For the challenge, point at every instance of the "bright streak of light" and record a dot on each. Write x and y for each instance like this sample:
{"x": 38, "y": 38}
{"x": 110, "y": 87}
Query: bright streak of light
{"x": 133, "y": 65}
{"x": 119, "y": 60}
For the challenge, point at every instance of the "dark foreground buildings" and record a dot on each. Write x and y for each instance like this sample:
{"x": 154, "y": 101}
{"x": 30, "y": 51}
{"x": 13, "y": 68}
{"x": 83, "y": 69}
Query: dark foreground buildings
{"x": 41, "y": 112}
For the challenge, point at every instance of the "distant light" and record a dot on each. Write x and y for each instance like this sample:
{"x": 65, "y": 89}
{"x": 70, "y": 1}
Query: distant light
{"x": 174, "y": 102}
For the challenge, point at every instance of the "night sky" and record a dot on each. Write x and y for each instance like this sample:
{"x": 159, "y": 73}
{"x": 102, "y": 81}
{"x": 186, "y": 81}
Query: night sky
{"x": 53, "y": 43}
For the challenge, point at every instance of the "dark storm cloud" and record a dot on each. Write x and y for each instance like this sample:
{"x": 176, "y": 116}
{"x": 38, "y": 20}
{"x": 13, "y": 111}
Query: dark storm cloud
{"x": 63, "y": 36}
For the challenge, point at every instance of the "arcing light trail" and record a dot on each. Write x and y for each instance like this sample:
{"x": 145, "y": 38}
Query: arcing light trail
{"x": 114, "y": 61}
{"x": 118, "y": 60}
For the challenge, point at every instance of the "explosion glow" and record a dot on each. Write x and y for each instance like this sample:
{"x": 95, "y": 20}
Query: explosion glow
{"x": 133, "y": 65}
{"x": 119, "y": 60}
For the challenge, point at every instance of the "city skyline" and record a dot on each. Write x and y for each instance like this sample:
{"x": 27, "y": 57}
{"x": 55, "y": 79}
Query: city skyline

Exercise goal: I need every line of the material that includes "skyline", so please copy them out.

Answer:
For the challenge, point at every instance of the "city skyline" and record a dot on each. Write x and y for each instance like this sample:
Query: city skyline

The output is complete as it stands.